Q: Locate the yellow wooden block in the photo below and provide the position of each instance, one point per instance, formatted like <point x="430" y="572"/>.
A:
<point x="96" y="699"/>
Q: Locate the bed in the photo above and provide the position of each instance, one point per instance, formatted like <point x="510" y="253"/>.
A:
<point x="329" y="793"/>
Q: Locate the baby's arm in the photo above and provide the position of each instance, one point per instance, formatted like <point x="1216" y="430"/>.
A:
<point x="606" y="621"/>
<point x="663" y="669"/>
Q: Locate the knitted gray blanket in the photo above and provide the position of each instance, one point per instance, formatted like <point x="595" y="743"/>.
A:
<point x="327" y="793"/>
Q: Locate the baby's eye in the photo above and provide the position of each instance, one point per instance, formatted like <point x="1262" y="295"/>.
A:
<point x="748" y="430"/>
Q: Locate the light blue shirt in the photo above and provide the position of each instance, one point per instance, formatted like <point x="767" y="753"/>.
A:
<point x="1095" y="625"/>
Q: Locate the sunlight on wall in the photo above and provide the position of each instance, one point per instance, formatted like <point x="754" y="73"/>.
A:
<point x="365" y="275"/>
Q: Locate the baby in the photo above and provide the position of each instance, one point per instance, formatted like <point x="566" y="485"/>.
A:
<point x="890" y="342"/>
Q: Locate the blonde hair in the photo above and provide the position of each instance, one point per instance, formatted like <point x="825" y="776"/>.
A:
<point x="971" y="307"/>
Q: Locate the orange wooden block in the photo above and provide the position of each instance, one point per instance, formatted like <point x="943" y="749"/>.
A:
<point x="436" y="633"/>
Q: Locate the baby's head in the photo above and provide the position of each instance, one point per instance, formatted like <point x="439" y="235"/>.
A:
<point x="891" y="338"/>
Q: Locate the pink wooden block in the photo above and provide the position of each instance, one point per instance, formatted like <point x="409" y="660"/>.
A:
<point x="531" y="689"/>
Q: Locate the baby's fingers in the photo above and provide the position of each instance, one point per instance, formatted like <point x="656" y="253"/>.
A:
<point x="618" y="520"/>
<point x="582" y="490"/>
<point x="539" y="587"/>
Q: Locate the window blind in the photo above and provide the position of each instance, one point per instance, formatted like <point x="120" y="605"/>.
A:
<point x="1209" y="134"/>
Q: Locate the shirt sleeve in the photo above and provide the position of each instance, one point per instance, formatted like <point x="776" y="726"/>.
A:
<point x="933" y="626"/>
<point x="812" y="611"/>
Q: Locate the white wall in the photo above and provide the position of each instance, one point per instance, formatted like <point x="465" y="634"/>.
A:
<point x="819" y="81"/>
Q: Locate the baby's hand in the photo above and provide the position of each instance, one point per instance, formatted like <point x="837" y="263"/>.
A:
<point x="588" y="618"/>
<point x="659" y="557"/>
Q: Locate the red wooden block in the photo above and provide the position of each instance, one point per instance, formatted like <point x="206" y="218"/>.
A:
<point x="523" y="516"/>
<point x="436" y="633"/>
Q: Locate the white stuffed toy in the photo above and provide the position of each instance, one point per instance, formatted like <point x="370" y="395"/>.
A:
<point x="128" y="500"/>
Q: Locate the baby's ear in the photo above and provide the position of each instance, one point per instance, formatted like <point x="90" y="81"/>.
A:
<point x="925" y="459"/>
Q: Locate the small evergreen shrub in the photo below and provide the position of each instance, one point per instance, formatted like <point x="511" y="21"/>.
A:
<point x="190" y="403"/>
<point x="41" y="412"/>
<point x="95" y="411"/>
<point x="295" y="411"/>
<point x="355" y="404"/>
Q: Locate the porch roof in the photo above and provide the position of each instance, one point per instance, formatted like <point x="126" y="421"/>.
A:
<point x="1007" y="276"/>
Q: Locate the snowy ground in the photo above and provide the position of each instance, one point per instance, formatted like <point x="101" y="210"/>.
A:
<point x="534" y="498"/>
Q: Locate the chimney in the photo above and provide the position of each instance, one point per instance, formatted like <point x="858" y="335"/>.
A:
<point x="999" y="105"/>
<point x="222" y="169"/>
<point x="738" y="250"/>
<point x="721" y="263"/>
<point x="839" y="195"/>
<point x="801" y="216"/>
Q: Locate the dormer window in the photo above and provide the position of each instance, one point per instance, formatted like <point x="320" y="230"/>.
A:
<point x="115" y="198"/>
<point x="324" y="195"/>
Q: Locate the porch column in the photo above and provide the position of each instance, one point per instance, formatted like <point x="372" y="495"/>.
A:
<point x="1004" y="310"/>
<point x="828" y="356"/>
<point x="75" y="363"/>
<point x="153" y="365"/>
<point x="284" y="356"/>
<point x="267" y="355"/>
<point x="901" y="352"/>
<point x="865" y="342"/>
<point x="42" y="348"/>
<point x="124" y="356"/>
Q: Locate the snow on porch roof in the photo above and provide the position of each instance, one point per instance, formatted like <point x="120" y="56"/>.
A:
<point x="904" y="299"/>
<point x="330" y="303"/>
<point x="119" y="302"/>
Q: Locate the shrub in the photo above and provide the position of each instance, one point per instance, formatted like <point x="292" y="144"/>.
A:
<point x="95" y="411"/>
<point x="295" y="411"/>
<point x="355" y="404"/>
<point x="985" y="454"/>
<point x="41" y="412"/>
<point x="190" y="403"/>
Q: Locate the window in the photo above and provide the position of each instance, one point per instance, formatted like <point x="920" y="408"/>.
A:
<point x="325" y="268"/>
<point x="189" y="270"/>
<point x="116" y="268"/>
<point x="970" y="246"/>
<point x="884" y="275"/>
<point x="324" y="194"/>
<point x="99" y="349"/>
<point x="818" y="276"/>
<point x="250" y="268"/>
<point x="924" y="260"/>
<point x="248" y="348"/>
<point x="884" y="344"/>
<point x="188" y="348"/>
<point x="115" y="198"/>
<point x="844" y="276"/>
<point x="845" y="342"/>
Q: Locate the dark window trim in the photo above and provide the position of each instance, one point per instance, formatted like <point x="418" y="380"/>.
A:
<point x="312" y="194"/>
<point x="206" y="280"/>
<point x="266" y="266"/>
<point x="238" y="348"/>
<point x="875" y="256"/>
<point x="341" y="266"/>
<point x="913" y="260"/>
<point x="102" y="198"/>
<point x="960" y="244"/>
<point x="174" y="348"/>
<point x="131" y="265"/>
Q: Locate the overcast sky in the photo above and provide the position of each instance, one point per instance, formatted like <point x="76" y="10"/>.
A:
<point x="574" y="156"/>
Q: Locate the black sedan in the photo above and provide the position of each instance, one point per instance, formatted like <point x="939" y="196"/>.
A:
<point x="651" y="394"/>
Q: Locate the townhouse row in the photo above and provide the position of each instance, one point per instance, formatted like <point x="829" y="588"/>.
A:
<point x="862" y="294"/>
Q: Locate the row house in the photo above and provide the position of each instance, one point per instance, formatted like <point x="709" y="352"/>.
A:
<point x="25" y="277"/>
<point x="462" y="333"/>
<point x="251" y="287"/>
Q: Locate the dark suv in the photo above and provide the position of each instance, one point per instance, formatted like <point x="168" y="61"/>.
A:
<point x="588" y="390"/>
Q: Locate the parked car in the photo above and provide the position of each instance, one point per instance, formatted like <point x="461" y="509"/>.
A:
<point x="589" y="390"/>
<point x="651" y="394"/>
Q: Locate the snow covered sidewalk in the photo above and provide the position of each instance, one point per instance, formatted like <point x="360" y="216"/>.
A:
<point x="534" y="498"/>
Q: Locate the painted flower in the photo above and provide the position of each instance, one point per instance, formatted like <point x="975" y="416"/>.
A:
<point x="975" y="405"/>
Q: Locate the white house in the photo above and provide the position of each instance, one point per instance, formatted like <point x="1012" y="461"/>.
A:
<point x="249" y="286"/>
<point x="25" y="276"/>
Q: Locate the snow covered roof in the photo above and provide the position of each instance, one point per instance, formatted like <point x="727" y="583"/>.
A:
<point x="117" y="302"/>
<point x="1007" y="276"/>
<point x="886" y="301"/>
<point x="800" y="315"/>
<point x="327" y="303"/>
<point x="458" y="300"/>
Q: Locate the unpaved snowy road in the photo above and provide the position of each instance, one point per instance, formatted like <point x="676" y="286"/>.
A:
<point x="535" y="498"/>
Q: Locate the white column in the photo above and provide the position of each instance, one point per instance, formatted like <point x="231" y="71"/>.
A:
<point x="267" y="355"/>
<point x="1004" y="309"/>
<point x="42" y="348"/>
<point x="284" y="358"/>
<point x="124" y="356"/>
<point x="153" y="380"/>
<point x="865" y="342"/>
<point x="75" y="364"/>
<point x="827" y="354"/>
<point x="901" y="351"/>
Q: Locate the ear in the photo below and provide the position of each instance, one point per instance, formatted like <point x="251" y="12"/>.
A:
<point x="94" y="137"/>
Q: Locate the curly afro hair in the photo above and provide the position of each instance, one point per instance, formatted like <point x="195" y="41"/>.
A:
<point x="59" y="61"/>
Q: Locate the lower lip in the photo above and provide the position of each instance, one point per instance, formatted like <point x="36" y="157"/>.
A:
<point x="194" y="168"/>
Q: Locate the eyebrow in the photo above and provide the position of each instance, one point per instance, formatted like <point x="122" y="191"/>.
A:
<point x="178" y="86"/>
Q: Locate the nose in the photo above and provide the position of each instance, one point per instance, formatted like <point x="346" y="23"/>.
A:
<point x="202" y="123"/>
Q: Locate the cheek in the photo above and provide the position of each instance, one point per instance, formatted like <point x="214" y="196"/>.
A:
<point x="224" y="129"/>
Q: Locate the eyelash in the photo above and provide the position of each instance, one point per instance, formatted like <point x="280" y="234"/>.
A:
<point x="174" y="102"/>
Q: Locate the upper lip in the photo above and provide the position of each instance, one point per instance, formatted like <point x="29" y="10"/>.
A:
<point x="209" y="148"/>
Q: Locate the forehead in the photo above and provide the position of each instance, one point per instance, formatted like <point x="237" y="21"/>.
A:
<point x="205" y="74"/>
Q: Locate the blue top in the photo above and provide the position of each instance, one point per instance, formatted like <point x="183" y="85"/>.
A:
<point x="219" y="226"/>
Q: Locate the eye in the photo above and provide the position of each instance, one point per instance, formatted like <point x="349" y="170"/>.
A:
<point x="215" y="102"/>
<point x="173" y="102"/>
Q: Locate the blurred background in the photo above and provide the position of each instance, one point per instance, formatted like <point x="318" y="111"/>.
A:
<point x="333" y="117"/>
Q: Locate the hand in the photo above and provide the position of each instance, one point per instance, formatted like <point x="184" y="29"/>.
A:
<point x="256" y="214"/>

□ □ □ □ □

** YOUR GOAL **
Copy only the stretch running from the line containing "Q: Locate the upper" to the final line of the entries, both ends included, exactly as it stands.

** TASK SOLUTION **
Q: Locate the upper lip in the photo above and provide the position of each instance, one point per instance, formatted like <point x="29" y="10"/>.
A:
<point x="209" y="148"/>
Q: Locate the forehead in the photo above and provide the position of each instance, one point per instance, formatted like <point x="237" y="21"/>.
A:
<point x="205" y="74"/>
Q: Locate the blue top in the photo above and provide the position of each instance, one point per instance, formatted like <point x="183" y="85"/>.
A:
<point x="219" y="226"/>
Q: Locate the eye in the photo above and provide the position of each instance, one point per instance, formatted like <point x="349" y="170"/>.
A:
<point x="215" y="102"/>
<point x="173" y="102"/>
Q: Locate the blurred background in the photo above and provide the position of each instance, one point per instance, formatted like <point x="318" y="111"/>.
A:
<point x="333" y="117"/>
Q: Locate the hand in the photo above and provide the position of each instance, one point per instance, formatted like <point x="184" y="29"/>.
A:
<point x="256" y="214"/>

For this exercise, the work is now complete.